Supplied records
= = = =
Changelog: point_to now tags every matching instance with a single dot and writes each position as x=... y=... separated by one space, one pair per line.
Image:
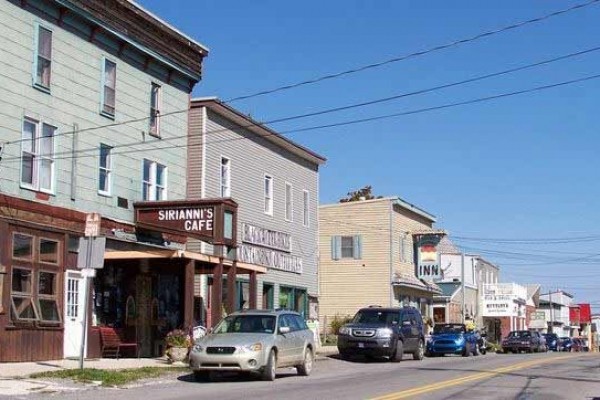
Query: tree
x=365 y=193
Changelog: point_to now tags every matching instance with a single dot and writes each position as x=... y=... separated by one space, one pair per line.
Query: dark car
x=565 y=343
x=551 y=341
x=383 y=332
x=453 y=339
x=528 y=341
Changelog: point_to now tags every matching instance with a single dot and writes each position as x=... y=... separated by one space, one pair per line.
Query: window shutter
x=357 y=242
x=336 y=247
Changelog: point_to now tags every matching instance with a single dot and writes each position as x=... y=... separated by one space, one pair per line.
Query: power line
x=337 y=124
x=415 y=54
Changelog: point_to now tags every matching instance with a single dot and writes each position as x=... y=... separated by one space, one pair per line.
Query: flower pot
x=177 y=355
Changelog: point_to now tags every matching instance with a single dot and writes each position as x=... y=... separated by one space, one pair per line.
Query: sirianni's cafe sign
x=268 y=248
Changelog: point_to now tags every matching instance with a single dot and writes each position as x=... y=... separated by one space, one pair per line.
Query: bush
x=337 y=322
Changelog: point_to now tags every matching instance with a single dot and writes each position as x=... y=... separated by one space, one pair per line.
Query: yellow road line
x=459 y=381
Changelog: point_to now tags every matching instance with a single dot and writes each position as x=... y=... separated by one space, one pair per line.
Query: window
x=289 y=202
x=305 y=209
x=43 y=58
x=37 y=156
x=268 y=195
x=109 y=84
x=154 y=181
x=155 y=110
x=105 y=170
x=346 y=247
x=225 y=177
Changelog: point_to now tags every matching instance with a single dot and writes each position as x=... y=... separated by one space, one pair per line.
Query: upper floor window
x=289 y=202
x=225 y=177
x=109 y=88
x=37 y=156
x=105 y=170
x=346 y=247
x=155 y=110
x=154 y=181
x=305 y=209
x=43 y=58
x=268 y=192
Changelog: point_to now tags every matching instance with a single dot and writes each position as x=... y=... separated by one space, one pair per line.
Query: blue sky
x=522 y=168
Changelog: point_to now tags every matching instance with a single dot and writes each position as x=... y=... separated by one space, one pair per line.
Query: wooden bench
x=113 y=341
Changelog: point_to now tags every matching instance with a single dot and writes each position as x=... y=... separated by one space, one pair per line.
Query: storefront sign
x=270 y=258
x=266 y=238
x=428 y=257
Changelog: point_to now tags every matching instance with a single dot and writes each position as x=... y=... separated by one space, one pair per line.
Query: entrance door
= = = =
Exercise
With the pictures omitted, the entries are to be transcribed in full, exactly as they appear.

Exercise result
Changelog: point_to now tags every matching instance with a single dot and writes each position as x=... y=... separated by one space, one pair per line.
Image:
Query: tree
x=365 y=193
Changelog: point_to now tags every matching instance with a single dot and writes each position as x=... y=... separated by one space, one pair per line.
Query: dark car
x=565 y=343
x=551 y=341
x=383 y=332
x=453 y=339
x=528 y=341
Changelog: point_to now tags every matching instance with a single dot and writes each position as x=... y=... separated by one space, one pair per line.
Query: window shutter
x=357 y=242
x=336 y=247
Changelog: point_to now tags every matching instance with a single dot and writes each position as x=... y=... separated by one space, one pair per line.
Query: power line
x=337 y=124
x=415 y=54
Changelog: point_to now tags every matching instance with a single dot and writes each position as x=... y=... separated by one space, one pair per line.
Query: flower pot
x=177 y=355
Changelog: point_to now tags every matching instance with a single dot and writes each position as x=... y=... separated by one space, one pair per line.
Query: sirianni's cafe sign
x=268 y=248
Changelog: point_to now tags every matching instance with a single dot and writes each position as x=... y=... separated by one space, one pair per line.
Query: bush
x=337 y=322
Changelog: point_to now tags every matching instance with a single dot and writes each position as x=... y=... separated by one space, one pair per line.
Query: yellow road line
x=459 y=381
Changelog: point_to now tags every matching instance with a single dot and writes each position as x=... y=... separated by one space, one pair per line.
Query: window
x=289 y=202
x=305 y=209
x=43 y=58
x=37 y=156
x=268 y=195
x=109 y=84
x=154 y=181
x=155 y=110
x=105 y=170
x=346 y=247
x=225 y=177
Changelog: point_to now tags every matching instance with a single dot and writes each position as x=... y=... separated by one space, one pair per line.
Query: upper floor window
x=289 y=202
x=225 y=177
x=109 y=88
x=37 y=156
x=105 y=170
x=346 y=247
x=155 y=110
x=154 y=181
x=305 y=209
x=43 y=58
x=268 y=192
Changelog: point_to now tags every matching instance with a single dot and writes each position as x=... y=... separated by one space, one pair per line.
Query: blue sky
x=522 y=168
Changelog: point_to now tags every matching instance with a single dot and writes each position as x=... y=... separated by one space, one pair per line.
Query: wooden bench
x=113 y=341
Changelog: point_to now tags every matching instance with a single dot and writes each position as x=... y=... separated by one space, one pair per line.
Query: storefront sign
x=270 y=258
x=266 y=238
x=428 y=257
Changelog: point_to now tags every matching instance with a single dot and writes each position as x=... y=... separated by one space, one pair per line.
Query: entrance door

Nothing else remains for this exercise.